### WHAT THE TASK ASKS
Write the records out again, keeping each line exactly as it is.

### DATA SHOWN
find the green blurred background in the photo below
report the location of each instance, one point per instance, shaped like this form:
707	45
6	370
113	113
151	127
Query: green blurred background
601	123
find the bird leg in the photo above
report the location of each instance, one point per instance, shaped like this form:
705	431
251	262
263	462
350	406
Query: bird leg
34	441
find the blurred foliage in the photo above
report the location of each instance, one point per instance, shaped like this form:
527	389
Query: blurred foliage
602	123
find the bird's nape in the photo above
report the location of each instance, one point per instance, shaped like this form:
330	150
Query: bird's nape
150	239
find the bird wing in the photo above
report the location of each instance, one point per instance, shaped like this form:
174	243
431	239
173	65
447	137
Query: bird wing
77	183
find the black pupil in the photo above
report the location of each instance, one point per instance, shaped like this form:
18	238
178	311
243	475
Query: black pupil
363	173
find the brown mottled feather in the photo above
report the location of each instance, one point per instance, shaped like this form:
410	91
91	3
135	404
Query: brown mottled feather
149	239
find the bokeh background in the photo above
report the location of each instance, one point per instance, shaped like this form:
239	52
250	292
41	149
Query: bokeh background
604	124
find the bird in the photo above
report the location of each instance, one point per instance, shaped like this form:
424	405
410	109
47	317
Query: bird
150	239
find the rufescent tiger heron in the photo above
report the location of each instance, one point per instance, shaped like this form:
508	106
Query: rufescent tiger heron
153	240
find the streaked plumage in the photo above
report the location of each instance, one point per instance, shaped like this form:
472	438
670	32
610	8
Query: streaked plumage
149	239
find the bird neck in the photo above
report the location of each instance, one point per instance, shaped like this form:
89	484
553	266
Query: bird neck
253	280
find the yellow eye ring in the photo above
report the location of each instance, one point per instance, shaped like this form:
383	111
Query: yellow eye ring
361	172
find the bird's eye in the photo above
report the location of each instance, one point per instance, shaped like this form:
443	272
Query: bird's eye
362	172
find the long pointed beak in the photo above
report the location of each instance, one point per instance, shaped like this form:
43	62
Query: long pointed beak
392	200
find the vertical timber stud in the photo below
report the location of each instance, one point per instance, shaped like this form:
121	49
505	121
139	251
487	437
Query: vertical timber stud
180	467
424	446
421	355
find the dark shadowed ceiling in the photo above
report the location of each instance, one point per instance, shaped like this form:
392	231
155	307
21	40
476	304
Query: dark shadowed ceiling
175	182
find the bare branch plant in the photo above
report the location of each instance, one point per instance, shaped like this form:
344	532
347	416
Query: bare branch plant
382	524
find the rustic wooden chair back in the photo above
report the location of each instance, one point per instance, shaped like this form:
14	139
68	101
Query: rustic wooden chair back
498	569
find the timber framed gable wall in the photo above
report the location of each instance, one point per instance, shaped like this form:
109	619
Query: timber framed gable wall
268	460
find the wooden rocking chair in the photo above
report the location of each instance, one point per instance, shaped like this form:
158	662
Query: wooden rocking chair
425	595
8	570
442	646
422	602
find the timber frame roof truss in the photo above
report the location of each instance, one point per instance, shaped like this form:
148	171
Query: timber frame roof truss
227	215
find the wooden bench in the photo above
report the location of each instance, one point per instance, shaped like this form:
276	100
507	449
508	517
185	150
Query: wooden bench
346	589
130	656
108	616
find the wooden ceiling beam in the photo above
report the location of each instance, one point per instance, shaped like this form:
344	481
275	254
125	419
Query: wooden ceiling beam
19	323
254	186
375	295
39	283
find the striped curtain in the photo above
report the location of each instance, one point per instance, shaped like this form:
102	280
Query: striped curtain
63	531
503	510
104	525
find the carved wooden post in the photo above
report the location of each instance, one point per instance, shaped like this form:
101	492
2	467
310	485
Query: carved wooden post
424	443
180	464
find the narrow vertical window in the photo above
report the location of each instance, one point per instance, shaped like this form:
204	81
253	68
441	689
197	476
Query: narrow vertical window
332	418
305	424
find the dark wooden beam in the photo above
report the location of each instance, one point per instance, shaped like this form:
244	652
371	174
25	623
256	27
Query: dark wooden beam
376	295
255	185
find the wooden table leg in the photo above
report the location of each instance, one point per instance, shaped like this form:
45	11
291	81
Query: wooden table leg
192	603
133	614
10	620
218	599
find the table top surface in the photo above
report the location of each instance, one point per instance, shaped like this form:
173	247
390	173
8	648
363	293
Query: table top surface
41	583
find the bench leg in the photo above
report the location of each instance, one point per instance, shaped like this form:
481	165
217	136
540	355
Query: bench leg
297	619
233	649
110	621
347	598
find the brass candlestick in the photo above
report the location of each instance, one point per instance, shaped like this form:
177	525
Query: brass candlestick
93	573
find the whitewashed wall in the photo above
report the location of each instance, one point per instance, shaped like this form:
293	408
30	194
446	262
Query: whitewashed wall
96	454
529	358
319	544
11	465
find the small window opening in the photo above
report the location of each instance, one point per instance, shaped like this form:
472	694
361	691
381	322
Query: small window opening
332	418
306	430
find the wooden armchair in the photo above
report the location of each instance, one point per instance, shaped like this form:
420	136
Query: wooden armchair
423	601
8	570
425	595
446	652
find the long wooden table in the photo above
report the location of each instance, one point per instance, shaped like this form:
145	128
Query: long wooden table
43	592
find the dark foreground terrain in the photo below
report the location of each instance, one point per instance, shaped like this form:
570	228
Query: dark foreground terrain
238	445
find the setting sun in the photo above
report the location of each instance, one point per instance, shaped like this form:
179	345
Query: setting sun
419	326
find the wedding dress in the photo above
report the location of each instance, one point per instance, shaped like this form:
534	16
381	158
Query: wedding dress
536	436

### RESPONSE TO THIS TASK
find the green blurred background in the photo below
report the location of each instance, one point per instance, shaped like this form:
707	45
6	370
113	113
151	127
Query: green blurred background
601	123
find the bird leg in the photo above
report the location of each instance, one point per instance, shaped like this form:
705	431
251	262
263	462
350	406
Query: bird leg
34	441
find the blurred foliage in the photo above
report the location of each instance, one point per instance, shaped like this form:
527	389
Query: blurred foliage
602	123
find the bird's nape in the photo above
report the location of each instance, one point per instance, shaped like this form:
330	150
Query: bird's nape
150	239
find the bird wing in the photo above
report the location of each instance, one point per instance, shaped like this form:
174	243
431	239
173	65
447	137
Query: bird wing
77	183
find the black pupil in the photo above
report the location of each instance, one point per instance, shaped like this form:
18	238
178	311
243	475
Query: black pupil
363	173
find the brown mottled feather in the photo above
report the location of each instance, one point per instance, shaped like this form:
410	91
91	3
135	404
Query: brown mottled feather
149	239
find the bokeh background in the photo above
report the location of each instance, one point per instance, shaped like this form:
239	52
250	292
41	149
Query: bokeh background
604	124
find the bird in the photo above
report the location of each instance, one point per instance, shaped like this form:
424	405
410	109
47	317
Query: bird
150	239
find the rufescent tiger heron in the photo above
report the location of each instance, one point per instance, shaped like this form:
508	106
Query: rufescent tiger heron
153	240
find the streaked plumage in the photo above
report the location of each instance, one point per instance, shaped like this form:
472	438
670	32
610	8
Query: streaked plumage
149	239
find the bird neck in the photo above
report the location of each instance, one point per instance, shaped like this form:
89	484
553	266
Query: bird neck
253	280
find the yellow eye ring in the photo above
report the location of each instance, one point per instance, shaped like this form:
383	111
Query: yellow eye ring
361	172
find the bird's eye in the photo above
report the location of each instance, one point per instance, shaped like this form:
443	272
Query: bird's eye
362	172
find the long pointed beak in the photo above
report the location of each instance, one point per instance, shaped like this form:
43	62
Query: long pointed beak
392	200
find the vertical timber stud in the photo below
report the location of each instance, one point per instance, shaped like this form:
121	49
505	121
139	251
487	437
Query: vertical timber stud
180	467
424	446
421	355
find the dark shadowed ceiling in the photo above
report the location of each instance, one point per instance, shaped like this form:
392	231
155	307
21	40
476	304
Query: dark shadowed ceiling
175	182
find the bare branch plant in the photo above
report the location of each instance, one point per instance, shaped like this form:
344	532
347	416
Query: bare branch plant
382	524
find the rustic wooden chair back in the photo above
report the location of each instance, one point per instance, shaped like this form:
14	139
68	101
Query: rustic wooden chair back
498	569
find the timber framed gable wall in the photo above
report the location of each instance, one point per instance, shaped like this form:
109	619
Query: timber framed gable wall
268	460
find the wooden rocking chair in the photo above
report the location of each instance, one point per instance, shaped like this form:
158	662
Query: wooden rocking chair
425	595
8	570
442	646
422	602
find the timber frame roof truss in the photo above
report the location of each instance, one point per instance, shaped like this form:
148	171
Query: timber frame roof truss
227	215
find the wooden bench in the photo above
report the location of each instance, one point per instance, shaped like this form:
276	100
507	449
508	517
185	150
Query: wooden bench
346	589
130	656
108	616
find the wooden ceiling beam in the photo above
report the location of each instance, one point per instance, shaped like this form:
344	481
275	254
125	419
Query: wooden ceiling beam
19	323
254	186
375	295
39	283
find the striped curtain in the photo above
report the location of each instance, one point per instance, shaped like this form:
102	280
Query: striped curtain
63	531
503	510
104	525
find the carved wooden post in the photo above
report the location of each instance, one point per instance, shaped like this form:
101	492
2	467
310	485
Query: carved wooden post
424	443
180	464
find the narrow vertical window in the photo above
report the location of each instance, one point per instance, shaped like this form:
204	81
253	68
441	689
197	476
Query: narrow vertical window
332	418
305	424
find the dark wooden beam in the photo above
report the location of each instance, one point per instance, shaped like this form:
244	652
371	174
25	623
256	27
Query: dark wooden beam
376	295
255	185
find the wooden table leg in the photo above
report the location of each instance, one point per instance, shaped like this form:
45	11
291	81
Query: wooden table leg
192	603
133	614
10	620
218	599
find the table top surface in the photo above
report the location of each instance, one point per instance, shaped like this form:
173	247
390	173
8	648
363	293
Query: table top surface
41	583
find the bench leg in the photo above
report the location of each instance, one point per instance, shaped like this form:
481	165
217	136
540	355
Query: bench leg
297	619
233	649
110	621
347	598
find the brass candlestick in the photo above
report the location of each instance, one point per instance, shaped like this form:
177	525
Query: brass candlestick
93	573
find the whitewashed wall in the photo above
report the location of each instance, one point per instance, shaped like this form:
293	408
30	194
446	262
Query: whitewashed wall
96	454
529	358
319	544
11	465
find the small window opening in the photo above
report the location of each instance, one point per instance, shaped like this form:
472	694
361	691
381	322
Query: small window opening
332	418
306	430
find the wooden armchair in the photo above
report the location of each instance, one point per instance, shaped like this form:
420	136
Query: wooden armchair
423	601
8	570
425	595
446	652
find the long wooden table in the photo above
report the location of each instance, one point per instance, shaped like this form:
145	128
Query: long wooden table
43	592
find the dark foreground terrain in the photo below
report the location of each instance, one point per instance, shaped like this form:
570	228
Query: dark foreground terrain
238	445
find the setting sun in the photo above
report the location of each instance, one point per instance, shaped like this form:
179	345
Query: setting sun
419	326
find the wedding dress in the photo above
report the location of each instance, one point per instance, shaped like this form:
534	16
381	158
Query: wedding dress
536	436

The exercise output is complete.